■ Brano estratto ■
Cass. civ. n. 3647/2023
L'esenzione dal fallimento dell'imprenditore agricolo, che eserciti anche attività di trasformazione e commercializzazione di prodotti agricoli, postula la dimostrazione della sussistenza delle condizioni per ricondurre tale attività nell'ambito di quelle connesse, di cui all'art. 2135, comma 3, c.c. e, in particolare, che essa abbia come oggetto prevalente prodotti propri e non ceduti o coltivati da terzi; l'onere della prova di tali condizioni va posto a carico di chi le invochi, in ossequio all'art. 2697, comma 2, c.c.

■ Breve esercizio A ■
Riformuli in forma di elenco il paragrafo della massima che inizia con «L'esenzione dal fallimento», conservandone i fatti principali.
■ Breve esercizio B ■
Trascriva fedelmente tutte le righe delle voci del dataset riportate più sotto, omettendo le immagini.

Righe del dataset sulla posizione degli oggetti
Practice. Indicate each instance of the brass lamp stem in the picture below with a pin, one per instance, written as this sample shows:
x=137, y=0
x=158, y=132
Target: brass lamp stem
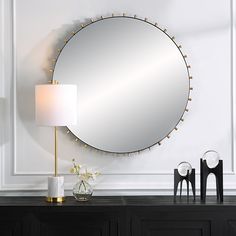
x=55, y=143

■ Risposta scritta A ■
- L'imprenditore agricolo che esercita anche attività di trasformazione e commercializzazione di prodotti agricoli è esente dal fallimento solo se si dimostra che tale attività rientra tra quelle connesse di cui all'art. 2135, comma 3, c.c.
- In particolare, occorre dimostrare che l'attività abbia per oggetto prevalente prodotti propri, non ceduti o coltivati da terzi.
- L'onere della prova di tali condizioni spetta a chi le invoca, ai sensi dell'art. 2697, comma 2, c.c.

■ Risposta scritta B ■
Practice. Indicate each instance of the brass lamp stem in the picture below with a pin, one per instance, written as this sample shows:
x=137, y=0
x=158, y=132
Target: brass lamp stem
x=55, y=143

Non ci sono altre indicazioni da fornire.